-- Exercise inputs --
+-------+

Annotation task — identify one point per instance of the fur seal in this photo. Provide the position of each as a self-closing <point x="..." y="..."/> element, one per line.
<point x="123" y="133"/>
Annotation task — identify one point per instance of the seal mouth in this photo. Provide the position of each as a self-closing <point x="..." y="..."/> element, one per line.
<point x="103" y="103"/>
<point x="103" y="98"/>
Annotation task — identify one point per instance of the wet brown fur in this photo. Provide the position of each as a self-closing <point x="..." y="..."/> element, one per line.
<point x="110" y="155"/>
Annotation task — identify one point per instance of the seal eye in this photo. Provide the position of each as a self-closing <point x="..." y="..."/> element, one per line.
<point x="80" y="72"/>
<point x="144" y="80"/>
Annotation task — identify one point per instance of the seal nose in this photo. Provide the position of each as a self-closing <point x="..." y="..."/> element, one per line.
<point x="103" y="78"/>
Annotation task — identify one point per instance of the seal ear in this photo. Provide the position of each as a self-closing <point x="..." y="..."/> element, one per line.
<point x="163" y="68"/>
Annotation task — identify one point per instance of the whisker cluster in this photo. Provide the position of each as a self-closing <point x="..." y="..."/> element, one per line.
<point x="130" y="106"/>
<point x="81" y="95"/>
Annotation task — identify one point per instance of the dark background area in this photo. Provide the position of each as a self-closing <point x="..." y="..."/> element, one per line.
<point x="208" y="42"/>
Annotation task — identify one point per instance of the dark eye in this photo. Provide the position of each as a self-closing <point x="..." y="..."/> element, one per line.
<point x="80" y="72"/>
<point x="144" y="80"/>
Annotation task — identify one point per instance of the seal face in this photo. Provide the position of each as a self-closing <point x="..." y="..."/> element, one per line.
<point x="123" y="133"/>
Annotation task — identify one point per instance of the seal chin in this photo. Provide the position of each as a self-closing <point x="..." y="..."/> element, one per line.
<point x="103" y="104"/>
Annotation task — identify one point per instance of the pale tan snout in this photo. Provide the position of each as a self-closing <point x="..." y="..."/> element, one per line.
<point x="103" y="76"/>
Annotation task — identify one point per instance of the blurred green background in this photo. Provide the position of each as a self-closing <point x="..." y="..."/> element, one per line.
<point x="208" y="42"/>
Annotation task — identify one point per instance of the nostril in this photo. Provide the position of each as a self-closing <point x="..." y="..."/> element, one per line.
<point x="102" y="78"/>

+-------+

-- Exercise prompt --
Extract the complete data, matching each line exactly.

-- Exercise answer --
Annotation task — identify one point per instance of the fur seal in this photo. Provide the position of each as a self-closing <point x="..." y="..."/> element, one per line.
<point x="123" y="133"/>
Annotation task — identify one point per instance of the seal mouth in this photo. Provide the position of each as a self-closing <point x="..." y="..."/> element, one per line.
<point x="103" y="103"/>
<point x="103" y="98"/>
Annotation task — identify one point per instance of the wet brown fur in this photo. Provide the position of each as a self-closing <point x="..." y="..."/> element, one per line.
<point x="110" y="155"/>
Annotation task — identify one point per instance of the seal eye in this photo. Provide the position of each as a self-closing <point x="..." y="..."/> element, one per line.
<point x="80" y="72"/>
<point x="144" y="80"/>
Annotation task — identify one point per instance of the seal nose in this photo. Provide the position of each as a self-closing <point x="..." y="..."/> element, one per line.
<point x="103" y="78"/>
Annotation task — identify one point per instance of the seal ear in this photo. Provide the position of each as a self-closing <point x="..." y="..."/> element, one per line.
<point x="163" y="68"/>
Annotation task — identify one point per instance of the whisker cluster in this photo. Provide the position of each as a self-closing <point x="..." y="..."/> element, one per line.
<point x="130" y="106"/>
<point x="81" y="95"/>
Annotation task — identify one point per instance of the dark background area in this photo. Provide the position of each as a self-closing <point x="..." y="..."/> element, one per line.
<point x="208" y="42"/>
Annotation task — identify one point per instance of the dark eye in this photo. Provide the position of each as a self-closing <point x="..." y="..."/> element, one per line.
<point x="80" y="72"/>
<point x="144" y="80"/>
Annotation task — identify one point per instance of the seal face in this photo. Provide the position of each as a self-closing <point x="..." y="..."/> element, one per line.
<point x="123" y="133"/>
Annotation task — identify one point per instance of the seal chin in this photo. Provide the position of each as a self-closing <point x="..." y="..."/> element, one per line.
<point x="103" y="104"/>
Annotation task — identify one point per instance of the pale tan snout in this photo. Provide the position of each as a self-closing <point x="..." y="..."/> element, one per line.
<point x="103" y="76"/>
Annotation task — identify one point per instance of the blurred green background in this photo. Provide the position of each as a self-closing <point x="..." y="..."/> element, one per line.
<point x="208" y="42"/>
Annotation task — identify one point per instance of the nostril in this photo. Provide the position of each as a self-closing <point x="..." y="..."/> element, one per line.
<point x="102" y="78"/>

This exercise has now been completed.